▶ **Exercise prompt**:
Copy each line below word for word and drop every image.

*** Input for this task ***

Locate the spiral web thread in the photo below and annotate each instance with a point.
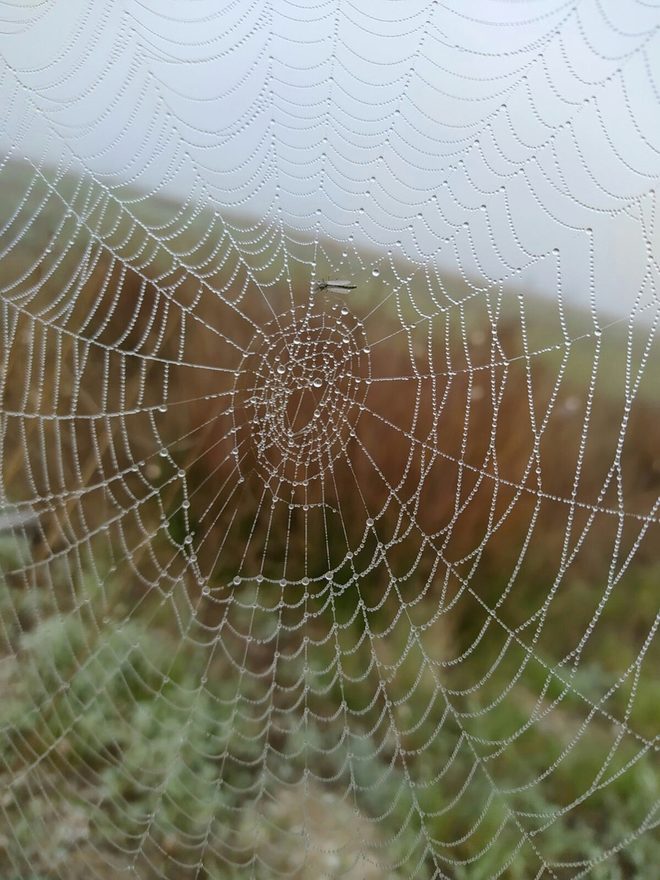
(362, 555)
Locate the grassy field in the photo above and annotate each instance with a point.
(479, 716)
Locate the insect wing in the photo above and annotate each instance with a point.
(339, 285)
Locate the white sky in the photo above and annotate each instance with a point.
(391, 121)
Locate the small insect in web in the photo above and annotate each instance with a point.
(335, 286)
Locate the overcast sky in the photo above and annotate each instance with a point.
(487, 137)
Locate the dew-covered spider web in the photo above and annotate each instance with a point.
(310, 579)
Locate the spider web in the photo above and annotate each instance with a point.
(306, 581)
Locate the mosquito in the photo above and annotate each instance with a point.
(335, 286)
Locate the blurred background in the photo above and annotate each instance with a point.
(313, 582)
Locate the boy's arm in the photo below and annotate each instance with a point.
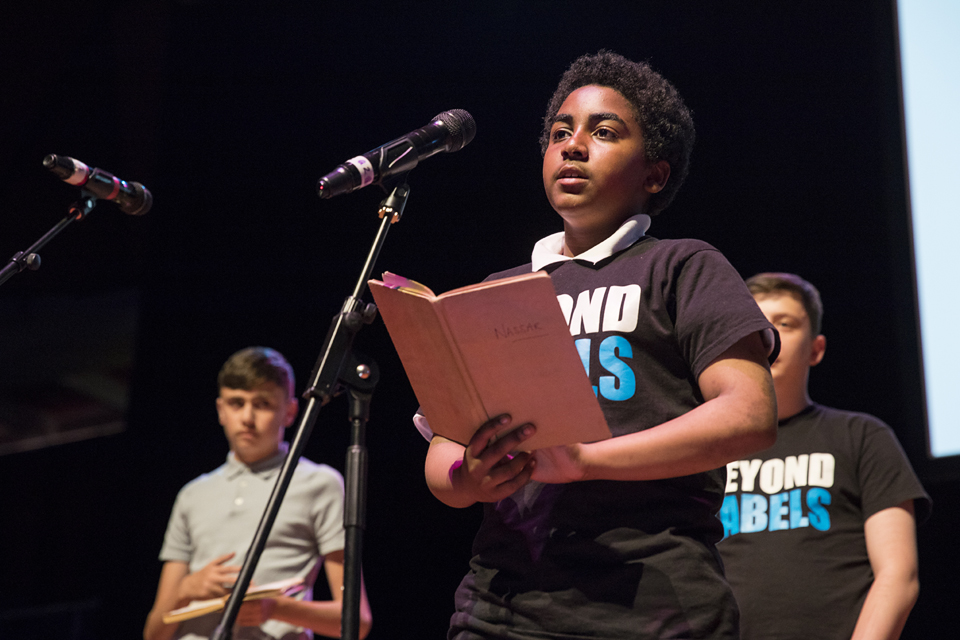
(167, 600)
(323, 617)
(892, 548)
(738, 417)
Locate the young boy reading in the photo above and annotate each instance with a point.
(216, 515)
(615, 539)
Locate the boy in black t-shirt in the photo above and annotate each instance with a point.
(820, 529)
(615, 539)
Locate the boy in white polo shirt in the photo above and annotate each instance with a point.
(216, 515)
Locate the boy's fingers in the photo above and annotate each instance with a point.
(486, 432)
(509, 442)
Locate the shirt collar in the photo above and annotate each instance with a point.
(550, 249)
(263, 469)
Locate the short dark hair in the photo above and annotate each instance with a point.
(253, 366)
(767, 283)
(666, 122)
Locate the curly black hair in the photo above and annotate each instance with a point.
(666, 122)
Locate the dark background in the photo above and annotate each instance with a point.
(230, 111)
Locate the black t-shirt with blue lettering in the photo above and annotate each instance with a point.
(793, 518)
(624, 560)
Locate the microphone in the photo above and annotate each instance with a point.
(131, 197)
(449, 131)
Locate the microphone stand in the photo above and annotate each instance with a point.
(337, 368)
(29, 259)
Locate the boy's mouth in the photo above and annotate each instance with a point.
(571, 174)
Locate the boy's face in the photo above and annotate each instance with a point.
(254, 420)
(594, 170)
(799, 348)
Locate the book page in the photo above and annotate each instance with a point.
(433, 367)
(515, 342)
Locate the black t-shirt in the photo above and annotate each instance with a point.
(605, 559)
(793, 517)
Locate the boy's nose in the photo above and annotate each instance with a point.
(574, 148)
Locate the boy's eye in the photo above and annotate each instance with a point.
(606, 134)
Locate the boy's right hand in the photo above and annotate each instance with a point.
(208, 582)
(488, 471)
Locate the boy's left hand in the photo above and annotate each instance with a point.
(558, 465)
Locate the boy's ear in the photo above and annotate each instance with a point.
(817, 348)
(657, 178)
(292, 408)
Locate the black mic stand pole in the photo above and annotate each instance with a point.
(328, 379)
(29, 259)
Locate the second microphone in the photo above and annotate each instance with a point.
(449, 131)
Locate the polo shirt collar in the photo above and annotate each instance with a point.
(263, 469)
(550, 249)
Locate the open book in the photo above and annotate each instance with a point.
(198, 608)
(495, 347)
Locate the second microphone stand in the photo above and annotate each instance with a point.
(337, 369)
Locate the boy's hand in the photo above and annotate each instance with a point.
(558, 465)
(208, 582)
(488, 472)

*** End of Input for this task ***

▶ **Solution to this problem**:
Locate the spiral web thread in the photo below and annotate each instance with a point.
(362, 555)
Locate the grassy field in the photo above and annotate each instance with a point.
(479, 716)
Locate the insect wing in the photo above and annotate each instance with a point.
(339, 285)
Locate the white sky in the photo above and annotate each instance with a point.
(391, 121)
Locate the small insect in web in the photo above and annotate each instance with a point.
(335, 286)
Locate the overcast sky in the photo above and annotate each instance with a point.
(487, 137)
Locate the dew-covered spider web in the photo above and annotate each instance with a point.
(310, 579)
Locate the spider web in the photo above and annotate each instance with a point.
(306, 581)
Locate the mosquito in the photo above and annotate each instance with a point.
(335, 286)
Locate the blurred background in the photo above and annotate each instance with a point.
(313, 582)
Locate the boy's arm in the photo below and annotate each instance with a point.
(167, 600)
(323, 617)
(892, 548)
(738, 417)
Locate the young boy reading in the photo above and annotate each instance with a point.
(216, 515)
(615, 539)
Locate the boy in black t-shirt in the photo above and annotate each instance with a point.
(820, 529)
(615, 539)
Locate the boy in white polo shirt in the photo above and annotate each instance with a point.
(216, 515)
Locate the boy's fingers in the photo above and annotate each instance with a point.
(486, 432)
(509, 442)
Locate the shirt collar in the photo above and annotate each instance with a point.
(550, 249)
(263, 469)
Locate the short dark hair in the photo above and annotate each instance with a point.
(253, 366)
(767, 283)
(666, 122)
Locate the curly black hair in the photo above and annotate each instance with a point.
(666, 122)
Locate the dark background in the photo above and annotate each instance with a point.
(230, 111)
Locate the black t-shirt with blue lettering in the photo above and annotate each instance with a point.
(793, 518)
(624, 560)
Locate the microphone in the photo above and annotate each instance with a point.
(131, 197)
(449, 131)
Locate the microphone stand in the photo above and annotate each instance with a point.
(337, 368)
(29, 259)
Locate the boy's mouth in the photo above and annotate each instance with a point.
(571, 174)
Locate the boy's face in the photo above and annotate each instance with a point.
(254, 420)
(594, 170)
(799, 348)
Locate the book page in the photo above and annotate each instance with a point.
(433, 367)
(515, 342)
Locate the black t-shirt in the photo above and annotate each instance with a point.
(605, 559)
(793, 517)
Locate the boy's nose in the photo above and annotate each instance with a point.
(574, 148)
Locate the boy's eye in the photo above and annotate each instance with a point.
(606, 134)
Locate the boy's right hand in the photo above and annotate each instance with a point.
(208, 582)
(488, 471)
Locate the boy's left hand in the photo above and annotate each instance with a point.
(558, 465)
Locate the boy's ear in the photo above and annotate each instance with a point.
(817, 348)
(657, 178)
(292, 408)
Locate the black mic stand pole in the photo above and annotate each instance with a point.
(328, 379)
(29, 259)
Locate the second microphone in the photo above and annotate each instance with a point.
(449, 131)
Locate the polo shirt collar in the photo above and annotate each instance with a point.
(263, 469)
(550, 249)
Locate the open book in the photo above and annotate each instance with a point.
(198, 608)
(495, 347)
Locate the second microphone stand in the photo above and annotate each instance with a point.
(337, 369)
Locate the boy's hand in the photo above and annotate each instance with a point.
(558, 465)
(208, 582)
(488, 472)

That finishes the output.